Information supplied

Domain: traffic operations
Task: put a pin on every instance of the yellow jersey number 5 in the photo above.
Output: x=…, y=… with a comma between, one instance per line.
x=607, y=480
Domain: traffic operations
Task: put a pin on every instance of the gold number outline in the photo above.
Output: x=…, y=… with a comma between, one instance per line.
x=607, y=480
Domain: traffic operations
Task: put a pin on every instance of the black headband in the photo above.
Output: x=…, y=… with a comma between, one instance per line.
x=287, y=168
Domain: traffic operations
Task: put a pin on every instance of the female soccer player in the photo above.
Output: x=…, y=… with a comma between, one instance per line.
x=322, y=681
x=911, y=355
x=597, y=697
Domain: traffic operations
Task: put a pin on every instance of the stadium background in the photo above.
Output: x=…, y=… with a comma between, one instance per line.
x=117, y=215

The request
Could you write out all the rows above again, switching "put a pin on" to "place a marker on" and leaving everything else unchanged?

Exercise output
Domain: traffic operations
Task: place a marker on every instance of the yellow jersey number 5 in the photo above.
Output: x=…, y=… with a comma between, one instance per line.
x=607, y=480
Domain: traffic operations
Task: place a marker on every instance of the gold number outline in the photo above.
Output: x=…, y=… with a comma between, one instance per line.
x=607, y=480
Domain: traffic operations
Task: place a marker on every instance of the black headband in the photo above.
Output: x=…, y=… with a comma between, one instance per line.
x=287, y=168
Domain: traffic operations
Task: place a marker on every instance of the female soccer player in the photo above.
Output: x=…, y=… with a comma between, one instance per line.
x=322, y=681
x=911, y=355
x=597, y=697
Domain: traffic operations
Task: place a marker on every instance of the stadium background in the photo above.
Output: x=…, y=… with a comma between, one instance per line.
x=117, y=215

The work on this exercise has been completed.